- _Texte à lire_:
Corruption : Arvind Kejriwal, dénonce-moi si tu peux

Publié le 03 novembre 2012 par Dopalruka @DoPalRuka
Le nouveau meneur anti-corruption Arvind Kejriwal monopolise la Une des médias en rapportant des malversations dans les plus hautes sphères de l'Etat et du monde des affaires. Peut-il réellement changer le système et la politique indienne?

Depuis plusieurs semaines, les attaques de Arvind Kejriwal fusent. Pas une semaine sans que l'ex-camarade d'Anna Hazare, entré en politique, n'expose une nouvelle affaire de corruption, dans laquelle tremperaient les hommes politiques et les hommes d'affaires les plus puissants du pays. Le président du BJP, Nitin Gadkari, se serait accaparé des terrains publics. Salman Khurshid, ministre de la justice, aurait siphonné de l'argent destiné aux handicapés. Robert Vadra, beau-fils de Sonia Gandhi, se serait arrangé avec l'agence immobilière DLF pour obtenir des propriétés à bas prix. Sheila Dikshit, chef du gouvernement de Delhi, aurait augmenté les prix de l'électricité pour en faire profiter des fournisseurs d'énergie privés. La compagnie Reliance imposerait sa loi au gouvernement dans le domaine du gaz.

- _Données fournies_:

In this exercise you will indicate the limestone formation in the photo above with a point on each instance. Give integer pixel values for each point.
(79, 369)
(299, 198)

- _Consignes de travail_:
- A) Extrayez mot pour mot, dans le texte sur Arvind Kejriwal, le passage qui commence à "Publié le 03" et se termine à "la politique indienne?".
- B) Dans le texte sur Arvind Kejriwal, relevez toutes les personnes nommées qui tremperaient dans une affaire de corruption exposée par lui.

- _Réponses aux consignes_:
- A)
Publié le 03 novembre 2012 par Dopalruka @DoPalRuka
Le nouveau meneur anti-corruption Arvind Kejriwal monopolise la Une des médias en rapportant des malversations dans les plus hautes sphères de l'Etat et du monde des affaires. Peut-il réellement changer le système et la politique indienne?

- B)
Nitin Gadkari
Salman Khurshid
Robert Vadra
Sheila Dikshit